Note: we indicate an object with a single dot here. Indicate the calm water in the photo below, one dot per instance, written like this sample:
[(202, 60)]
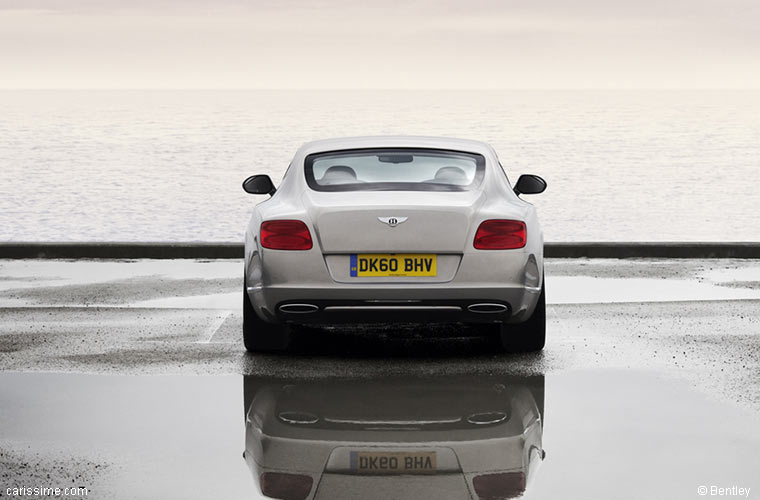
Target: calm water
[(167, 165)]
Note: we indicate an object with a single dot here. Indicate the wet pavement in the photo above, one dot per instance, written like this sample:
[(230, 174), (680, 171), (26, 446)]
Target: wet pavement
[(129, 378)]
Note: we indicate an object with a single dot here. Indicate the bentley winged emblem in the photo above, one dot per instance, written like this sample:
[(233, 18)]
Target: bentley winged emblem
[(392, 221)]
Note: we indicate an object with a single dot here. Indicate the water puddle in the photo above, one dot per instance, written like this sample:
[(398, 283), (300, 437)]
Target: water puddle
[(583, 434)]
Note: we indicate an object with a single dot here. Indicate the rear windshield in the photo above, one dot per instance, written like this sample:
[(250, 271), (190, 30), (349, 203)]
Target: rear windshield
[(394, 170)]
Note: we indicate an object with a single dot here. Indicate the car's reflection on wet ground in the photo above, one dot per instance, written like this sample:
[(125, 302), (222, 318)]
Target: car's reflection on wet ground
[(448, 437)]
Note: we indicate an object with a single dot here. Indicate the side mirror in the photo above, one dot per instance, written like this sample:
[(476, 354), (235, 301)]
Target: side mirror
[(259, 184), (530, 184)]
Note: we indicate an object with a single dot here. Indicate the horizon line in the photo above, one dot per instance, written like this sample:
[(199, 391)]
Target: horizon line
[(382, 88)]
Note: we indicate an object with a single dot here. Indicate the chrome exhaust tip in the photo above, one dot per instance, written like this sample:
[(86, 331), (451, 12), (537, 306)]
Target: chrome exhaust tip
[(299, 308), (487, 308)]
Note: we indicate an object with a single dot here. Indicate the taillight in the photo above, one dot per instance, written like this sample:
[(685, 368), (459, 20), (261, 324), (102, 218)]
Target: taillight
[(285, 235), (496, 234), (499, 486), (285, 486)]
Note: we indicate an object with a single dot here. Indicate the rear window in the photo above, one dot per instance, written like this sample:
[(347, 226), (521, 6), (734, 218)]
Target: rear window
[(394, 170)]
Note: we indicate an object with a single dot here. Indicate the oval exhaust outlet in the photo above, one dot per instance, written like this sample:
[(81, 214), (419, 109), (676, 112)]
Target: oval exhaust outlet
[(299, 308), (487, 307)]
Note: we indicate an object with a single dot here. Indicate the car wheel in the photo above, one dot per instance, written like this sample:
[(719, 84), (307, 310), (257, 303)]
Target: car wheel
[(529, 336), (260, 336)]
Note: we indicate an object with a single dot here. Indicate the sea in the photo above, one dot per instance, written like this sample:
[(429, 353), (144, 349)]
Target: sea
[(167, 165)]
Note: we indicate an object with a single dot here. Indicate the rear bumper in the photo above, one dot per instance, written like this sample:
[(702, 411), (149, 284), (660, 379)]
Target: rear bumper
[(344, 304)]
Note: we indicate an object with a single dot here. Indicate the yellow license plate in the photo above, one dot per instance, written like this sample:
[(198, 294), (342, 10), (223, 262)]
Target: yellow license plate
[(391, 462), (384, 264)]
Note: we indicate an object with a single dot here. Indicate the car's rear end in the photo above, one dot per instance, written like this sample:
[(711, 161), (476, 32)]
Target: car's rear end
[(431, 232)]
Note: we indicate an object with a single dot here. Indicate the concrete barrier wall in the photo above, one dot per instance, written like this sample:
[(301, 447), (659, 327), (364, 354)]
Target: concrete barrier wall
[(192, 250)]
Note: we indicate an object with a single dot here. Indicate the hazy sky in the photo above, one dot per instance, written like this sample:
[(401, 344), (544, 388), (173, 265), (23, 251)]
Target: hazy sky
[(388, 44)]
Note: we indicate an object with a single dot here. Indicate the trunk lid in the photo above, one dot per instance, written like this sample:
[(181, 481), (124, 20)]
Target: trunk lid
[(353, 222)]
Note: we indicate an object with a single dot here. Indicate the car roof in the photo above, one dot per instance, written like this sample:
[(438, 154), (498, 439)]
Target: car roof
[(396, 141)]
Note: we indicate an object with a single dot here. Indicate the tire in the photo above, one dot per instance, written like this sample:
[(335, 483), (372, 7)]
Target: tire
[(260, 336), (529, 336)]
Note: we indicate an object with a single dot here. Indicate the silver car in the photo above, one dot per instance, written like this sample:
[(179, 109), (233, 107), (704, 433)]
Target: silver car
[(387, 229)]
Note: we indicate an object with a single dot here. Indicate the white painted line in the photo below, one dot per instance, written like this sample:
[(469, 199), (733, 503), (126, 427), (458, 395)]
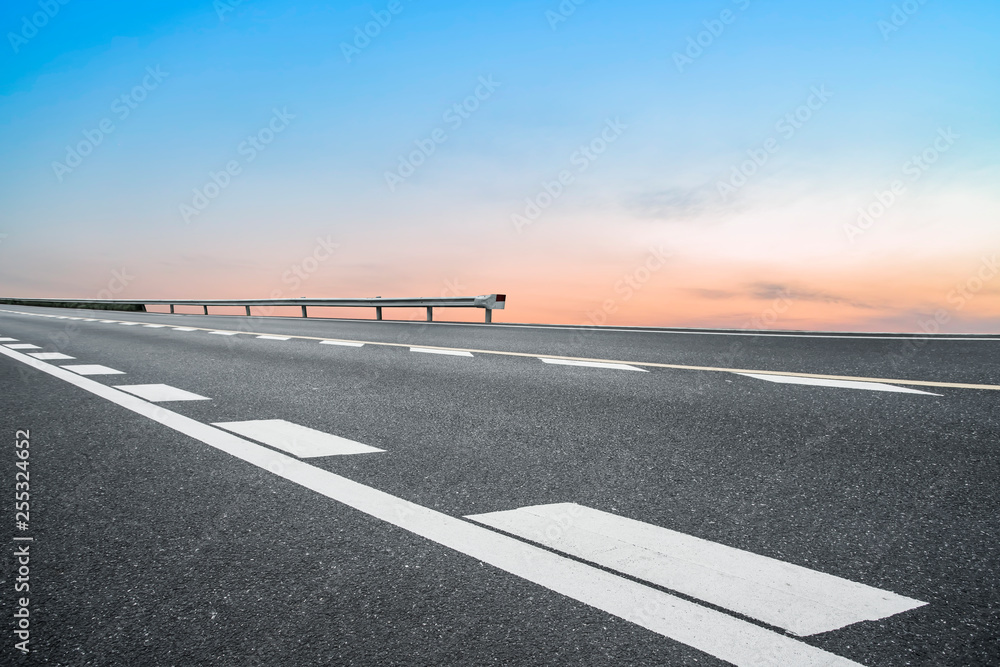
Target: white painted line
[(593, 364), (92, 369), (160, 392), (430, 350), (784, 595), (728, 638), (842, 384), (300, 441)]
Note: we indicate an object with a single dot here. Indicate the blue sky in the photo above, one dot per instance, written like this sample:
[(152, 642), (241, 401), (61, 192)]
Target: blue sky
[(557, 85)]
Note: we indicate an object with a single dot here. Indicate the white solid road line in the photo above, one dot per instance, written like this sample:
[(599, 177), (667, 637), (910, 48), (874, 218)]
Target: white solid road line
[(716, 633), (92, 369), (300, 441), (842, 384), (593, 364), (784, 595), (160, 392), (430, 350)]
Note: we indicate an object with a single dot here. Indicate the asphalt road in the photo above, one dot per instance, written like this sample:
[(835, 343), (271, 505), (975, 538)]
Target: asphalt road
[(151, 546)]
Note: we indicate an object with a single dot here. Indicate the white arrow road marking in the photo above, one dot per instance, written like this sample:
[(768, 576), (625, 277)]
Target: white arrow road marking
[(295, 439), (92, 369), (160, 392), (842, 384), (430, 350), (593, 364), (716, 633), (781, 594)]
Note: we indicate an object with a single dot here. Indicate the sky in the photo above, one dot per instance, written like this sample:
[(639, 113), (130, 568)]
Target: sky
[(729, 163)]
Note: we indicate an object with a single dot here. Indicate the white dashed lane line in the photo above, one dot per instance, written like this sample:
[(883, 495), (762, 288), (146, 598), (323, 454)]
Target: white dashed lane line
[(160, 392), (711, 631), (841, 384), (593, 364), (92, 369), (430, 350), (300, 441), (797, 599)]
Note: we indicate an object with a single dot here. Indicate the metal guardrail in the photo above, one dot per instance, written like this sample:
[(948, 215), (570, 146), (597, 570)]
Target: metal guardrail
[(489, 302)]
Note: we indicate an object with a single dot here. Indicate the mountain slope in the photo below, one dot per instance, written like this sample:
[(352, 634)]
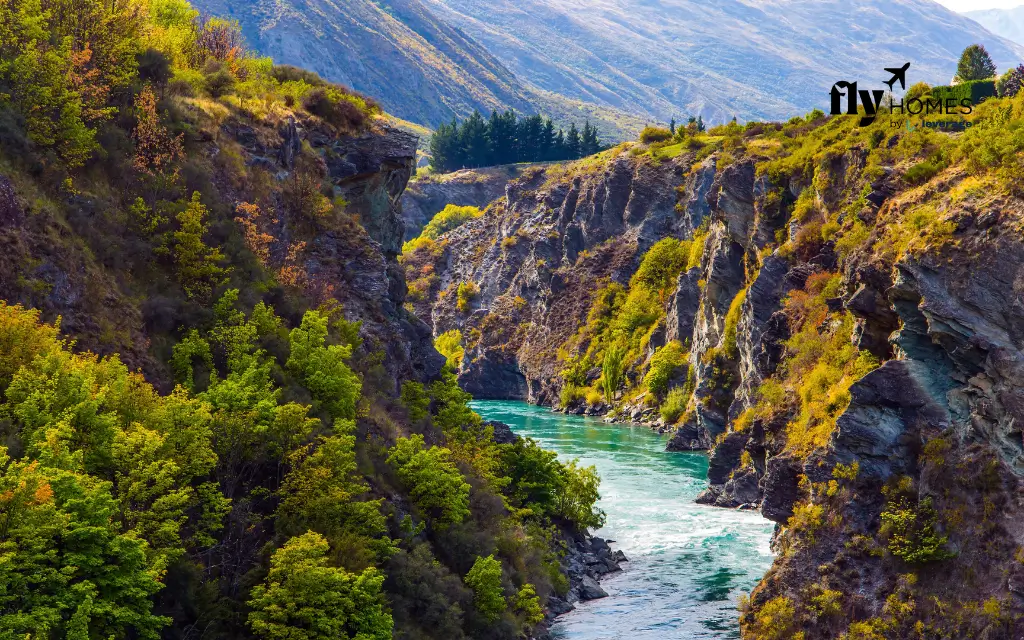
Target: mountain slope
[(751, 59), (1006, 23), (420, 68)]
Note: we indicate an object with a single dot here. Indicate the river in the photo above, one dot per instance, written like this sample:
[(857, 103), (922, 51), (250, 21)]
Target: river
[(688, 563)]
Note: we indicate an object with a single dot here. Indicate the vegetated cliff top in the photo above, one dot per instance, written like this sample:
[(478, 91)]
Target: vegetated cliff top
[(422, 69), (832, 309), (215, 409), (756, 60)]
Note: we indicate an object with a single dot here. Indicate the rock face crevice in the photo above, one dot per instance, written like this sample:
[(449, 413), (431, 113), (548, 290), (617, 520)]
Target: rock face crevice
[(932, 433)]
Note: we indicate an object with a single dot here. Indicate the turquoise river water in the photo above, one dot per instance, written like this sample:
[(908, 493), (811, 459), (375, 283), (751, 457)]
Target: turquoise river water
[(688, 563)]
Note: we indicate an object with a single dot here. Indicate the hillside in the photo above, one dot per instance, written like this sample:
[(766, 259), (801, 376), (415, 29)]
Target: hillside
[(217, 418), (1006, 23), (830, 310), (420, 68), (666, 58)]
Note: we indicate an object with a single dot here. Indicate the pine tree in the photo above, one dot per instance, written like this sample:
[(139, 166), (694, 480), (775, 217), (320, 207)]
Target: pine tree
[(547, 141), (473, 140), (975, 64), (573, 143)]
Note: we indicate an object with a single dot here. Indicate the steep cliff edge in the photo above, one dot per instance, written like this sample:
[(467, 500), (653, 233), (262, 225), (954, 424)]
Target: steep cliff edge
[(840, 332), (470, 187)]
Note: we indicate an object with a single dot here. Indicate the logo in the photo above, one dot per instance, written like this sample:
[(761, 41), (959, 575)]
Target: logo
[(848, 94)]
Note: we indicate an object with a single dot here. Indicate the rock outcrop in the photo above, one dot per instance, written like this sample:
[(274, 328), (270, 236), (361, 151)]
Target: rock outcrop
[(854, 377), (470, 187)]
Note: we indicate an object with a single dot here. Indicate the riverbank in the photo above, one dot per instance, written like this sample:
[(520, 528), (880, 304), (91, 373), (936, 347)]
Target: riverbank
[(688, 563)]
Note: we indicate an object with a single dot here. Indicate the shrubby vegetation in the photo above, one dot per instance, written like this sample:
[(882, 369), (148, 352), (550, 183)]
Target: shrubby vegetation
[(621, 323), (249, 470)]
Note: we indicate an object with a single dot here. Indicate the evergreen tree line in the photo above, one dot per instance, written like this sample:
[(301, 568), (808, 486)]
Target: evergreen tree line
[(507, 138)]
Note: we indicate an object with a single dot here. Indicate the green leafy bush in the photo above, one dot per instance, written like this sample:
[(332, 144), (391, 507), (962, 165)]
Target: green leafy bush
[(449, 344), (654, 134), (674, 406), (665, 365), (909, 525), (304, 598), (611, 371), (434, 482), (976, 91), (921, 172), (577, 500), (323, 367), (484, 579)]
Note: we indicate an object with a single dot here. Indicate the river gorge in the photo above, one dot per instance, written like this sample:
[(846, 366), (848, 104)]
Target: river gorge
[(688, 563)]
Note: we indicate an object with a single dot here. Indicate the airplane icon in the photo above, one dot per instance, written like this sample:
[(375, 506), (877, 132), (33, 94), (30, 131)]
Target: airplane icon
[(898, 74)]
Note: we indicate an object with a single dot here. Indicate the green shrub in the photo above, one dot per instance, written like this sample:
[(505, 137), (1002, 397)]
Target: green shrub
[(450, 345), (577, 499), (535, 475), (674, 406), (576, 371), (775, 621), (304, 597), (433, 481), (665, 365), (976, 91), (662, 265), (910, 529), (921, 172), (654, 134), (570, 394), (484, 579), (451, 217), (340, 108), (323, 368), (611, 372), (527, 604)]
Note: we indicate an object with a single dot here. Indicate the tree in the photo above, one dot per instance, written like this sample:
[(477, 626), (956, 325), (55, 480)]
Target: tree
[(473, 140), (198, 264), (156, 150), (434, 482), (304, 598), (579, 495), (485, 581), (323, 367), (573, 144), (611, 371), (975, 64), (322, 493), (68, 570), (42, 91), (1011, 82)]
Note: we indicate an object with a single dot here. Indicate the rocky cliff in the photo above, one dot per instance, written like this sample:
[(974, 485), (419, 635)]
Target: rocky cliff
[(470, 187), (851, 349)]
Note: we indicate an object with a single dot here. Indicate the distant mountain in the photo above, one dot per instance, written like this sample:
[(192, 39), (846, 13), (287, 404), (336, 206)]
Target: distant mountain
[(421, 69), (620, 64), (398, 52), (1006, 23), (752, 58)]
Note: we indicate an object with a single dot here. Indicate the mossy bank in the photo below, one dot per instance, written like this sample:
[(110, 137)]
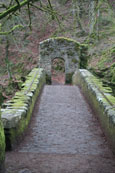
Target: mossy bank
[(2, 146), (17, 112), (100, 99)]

....................

§ **Exercise brief**
Copy the part that opens with the line containing "Indicate the vegetated" and closes with the line containing "[(422, 69), (832, 309), (215, 409), (756, 60)]", both included.

§ **Output of the exercise**
Note: we indicate an object with a single dot here. Indicate the vegetated cliff top in the photo above, one dot per instance, written like this sample:
[(478, 91)]
Target: vegetated cliff top
[(422, 69), (832, 309), (215, 409), (756, 60)]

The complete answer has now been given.